DATASET ROWS:
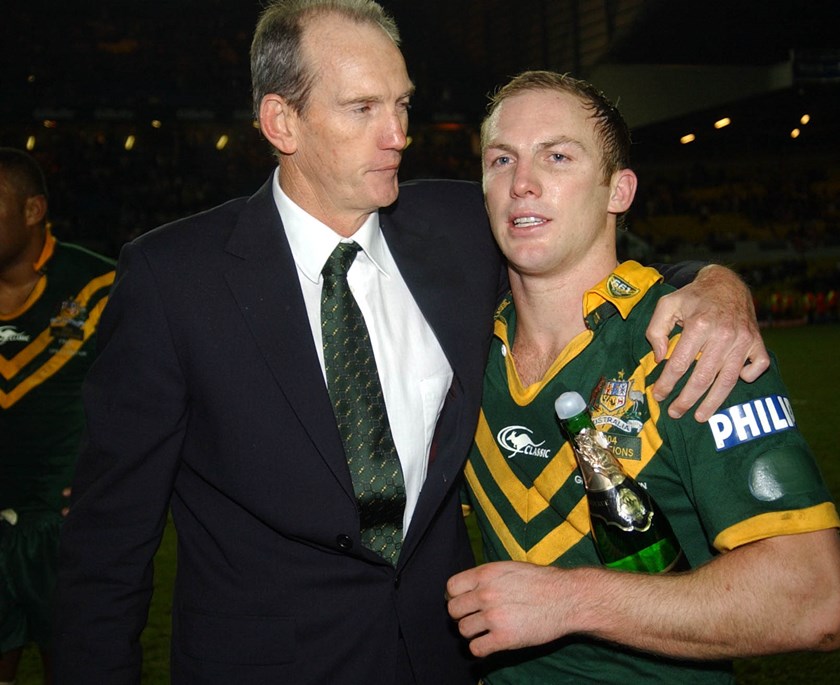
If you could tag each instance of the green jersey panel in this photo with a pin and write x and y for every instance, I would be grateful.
(745, 475)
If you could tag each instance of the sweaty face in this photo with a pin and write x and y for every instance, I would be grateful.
(15, 233)
(545, 192)
(350, 137)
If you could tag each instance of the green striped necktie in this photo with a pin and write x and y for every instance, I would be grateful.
(356, 394)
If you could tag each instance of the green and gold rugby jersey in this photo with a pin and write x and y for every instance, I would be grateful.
(747, 474)
(45, 350)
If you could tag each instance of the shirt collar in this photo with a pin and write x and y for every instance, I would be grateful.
(312, 242)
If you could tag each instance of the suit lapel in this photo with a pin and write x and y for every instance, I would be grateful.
(266, 287)
(421, 261)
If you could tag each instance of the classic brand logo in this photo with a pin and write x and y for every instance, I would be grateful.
(517, 440)
(12, 334)
(70, 321)
(751, 420)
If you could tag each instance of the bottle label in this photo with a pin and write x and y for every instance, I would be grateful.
(623, 508)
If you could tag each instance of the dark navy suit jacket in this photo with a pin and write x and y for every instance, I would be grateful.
(207, 395)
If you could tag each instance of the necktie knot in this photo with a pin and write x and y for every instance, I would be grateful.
(340, 260)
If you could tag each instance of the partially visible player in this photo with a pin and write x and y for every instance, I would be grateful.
(51, 296)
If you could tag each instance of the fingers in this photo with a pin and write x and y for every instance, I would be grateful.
(759, 362)
(659, 328)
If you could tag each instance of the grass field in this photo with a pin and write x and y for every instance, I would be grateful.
(808, 364)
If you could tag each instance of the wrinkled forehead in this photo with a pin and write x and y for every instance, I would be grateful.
(539, 114)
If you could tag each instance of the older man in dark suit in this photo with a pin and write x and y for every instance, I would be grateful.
(216, 392)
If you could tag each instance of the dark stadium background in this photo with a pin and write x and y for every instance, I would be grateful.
(81, 78)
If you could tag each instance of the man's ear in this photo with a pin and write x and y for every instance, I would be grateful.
(35, 210)
(622, 191)
(278, 123)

DESCRIPTION OF THE TASK:
Please write out again every line, starting with the line containing "If you could tag each instance of the older" and going on through the end of the items, and shift each x and y coordinate in the answers up by 146.

RESPONSE BELOW:
If you could tag each instance of the older man in dark suit in this photo with a pin and write x and y for every instance, I would be grateful.
(362, 538)
If you could tag each instance of the dark stadium background in this photo with a pin and write x and y for every instance, I would be grateful.
(227, 224)
If you could tag each instance of the man's ear in this photo with a pin and write x and y for every instance, I would be grateful.
(181, 356)
(768, 337)
(424, 269)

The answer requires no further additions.